##### DATA SUPPLIED

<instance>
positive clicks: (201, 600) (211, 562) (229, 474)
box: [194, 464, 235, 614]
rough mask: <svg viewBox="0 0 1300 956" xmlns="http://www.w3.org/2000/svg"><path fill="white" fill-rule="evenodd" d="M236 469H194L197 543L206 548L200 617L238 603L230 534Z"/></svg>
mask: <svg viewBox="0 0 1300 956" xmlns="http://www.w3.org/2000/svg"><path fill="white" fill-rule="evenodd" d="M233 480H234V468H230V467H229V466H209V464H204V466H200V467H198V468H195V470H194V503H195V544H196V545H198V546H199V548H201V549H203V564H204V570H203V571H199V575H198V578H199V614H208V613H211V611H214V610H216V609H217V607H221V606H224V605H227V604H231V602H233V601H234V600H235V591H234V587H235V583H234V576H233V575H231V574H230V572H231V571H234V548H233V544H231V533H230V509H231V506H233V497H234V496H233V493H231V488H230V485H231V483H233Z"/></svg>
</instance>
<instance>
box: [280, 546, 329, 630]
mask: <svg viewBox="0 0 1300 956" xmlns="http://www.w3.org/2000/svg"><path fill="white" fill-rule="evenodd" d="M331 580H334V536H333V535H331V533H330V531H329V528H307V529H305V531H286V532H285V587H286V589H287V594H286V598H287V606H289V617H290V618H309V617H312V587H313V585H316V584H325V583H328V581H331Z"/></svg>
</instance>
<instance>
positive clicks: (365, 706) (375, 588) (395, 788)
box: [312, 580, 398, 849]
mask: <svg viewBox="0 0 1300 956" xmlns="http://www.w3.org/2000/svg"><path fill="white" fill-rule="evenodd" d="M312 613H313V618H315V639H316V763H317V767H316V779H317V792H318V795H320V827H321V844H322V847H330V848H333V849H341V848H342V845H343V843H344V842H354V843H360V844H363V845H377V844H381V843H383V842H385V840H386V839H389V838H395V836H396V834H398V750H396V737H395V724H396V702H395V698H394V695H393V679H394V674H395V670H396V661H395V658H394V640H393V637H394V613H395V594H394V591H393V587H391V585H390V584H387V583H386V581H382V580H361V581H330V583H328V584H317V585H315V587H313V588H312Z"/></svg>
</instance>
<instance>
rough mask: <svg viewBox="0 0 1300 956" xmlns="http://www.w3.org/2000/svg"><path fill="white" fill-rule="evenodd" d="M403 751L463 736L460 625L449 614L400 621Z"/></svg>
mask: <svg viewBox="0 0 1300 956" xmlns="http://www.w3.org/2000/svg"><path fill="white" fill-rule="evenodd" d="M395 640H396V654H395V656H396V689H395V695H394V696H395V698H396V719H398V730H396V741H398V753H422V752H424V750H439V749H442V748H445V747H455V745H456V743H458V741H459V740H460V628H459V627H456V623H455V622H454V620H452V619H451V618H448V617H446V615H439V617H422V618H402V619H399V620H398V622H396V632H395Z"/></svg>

##########

__WORK TO COMPLETE__
Put every line of the records above into a numbered list, dropping any blank lines.

__EXPECTED OUTPUT__
1. <instance>
2. positive clicks: (201, 600) (211, 562) (229, 474)
3. box: [194, 464, 235, 614]
4. rough mask: <svg viewBox="0 0 1300 956" xmlns="http://www.w3.org/2000/svg"><path fill="white" fill-rule="evenodd" d="M236 469H194L197 543L206 548L200 617L238 603L230 534Z"/></svg>
5. mask: <svg viewBox="0 0 1300 956" xmlns="http://www.w3.org/2000/svg"><path fill="white" fill-rule="evenodd" d="M233 480H234V468H230V467H229V466H209V464H204V466H200V467H198V468H195V470H194V503H195V544H196V545H198V546H199V548H201V549H203V564H204V570H203V571H199V575H198V578H199V614H208V613H211V611H214V610H216V609H217V607H221V606H224V605H227V604H231V602H233V601H234V600H235V591H234V587H235V583H234V576H233V575H231V574H230V572H231V571H234V548H233V544H231V533H230V509H231V506H233V497H234V496H233V493H231V488H230V485H231V483H233Z"/></svg>
6. </instance>
7. <instance>
8. box: [280, 546, 329, 630]
9. mask: <svg viewBox="0 0 1300 956" xmlns="http://www.w3.org/2000/svg"><path fill="white" fill-rule="evenodd" d="M331 580H334V536H333V535H331V533H330V531H329V528H307V529H305V531H286V532H285V587H286V589H287V594H286V598H287V606H289V617H290V618H309V617H312V587H313V585H316V584H325V583H328V581H331Z"/></svg>
10. </instance>
11. <instance>
12. positive clicks: (365, 706) (375, 588) (395, 788)
13. box: [312, 580, 398, 849]
14. mask: <svg viewBox="0 0 1300 956" xmlns="http://www.w3.org/2000/svg"><path fill="white" fill-rule="evenodd" d="M312 613H313V618H315V639H316V763H317V767H316V779H317V792H318V795H320V827H321V844H322V847H330V848H333V849H341V848H342V845H343V843H344V842H354V843H360V844H363V845H377V844H381V843H383V842H385V840H386V839H389V838H395V836H396V834H398V750H396V737H395V724H396V702H395V698H394V695H393V679H394V674H395V670H396V661H395V658H394V640H393V637H394V613H395V594H394V591H393V587H391V585H390V584H387V583H386V581H382V580H361V581H330V583H328V584H317V585H315V587H313V588H312Z"/></svg>
15. </instance>
16. <instance>
17. rough mask: <svg viewBox="0 0 1300 956" xmlns="http://www.w3.org/2000/svg"><path fill="white" fill-rule="evenodd" d="M403 751L463 736L460 625L449 614L400 621Z"/></svg>
18. mask: <svg viewBox="0 0 1300 956" xmlns="http://www.w3.org/2000/svg"><path fill="white" fill-rule="evenodd" d="M395 640H396V654H395V656H396V689H395V695H394V696H395V698H396V719H398V730H396V741H398V753H422V752H424V750H439V749H442V748H445V747H455V745H456V743H458V741H459V740H460V628H459V627H456V623H455V622H454V620H452V619H451V618H448V617H446V615H439V617H422V618H402V619H399V620H398V622H396V632H395Z"/></svg>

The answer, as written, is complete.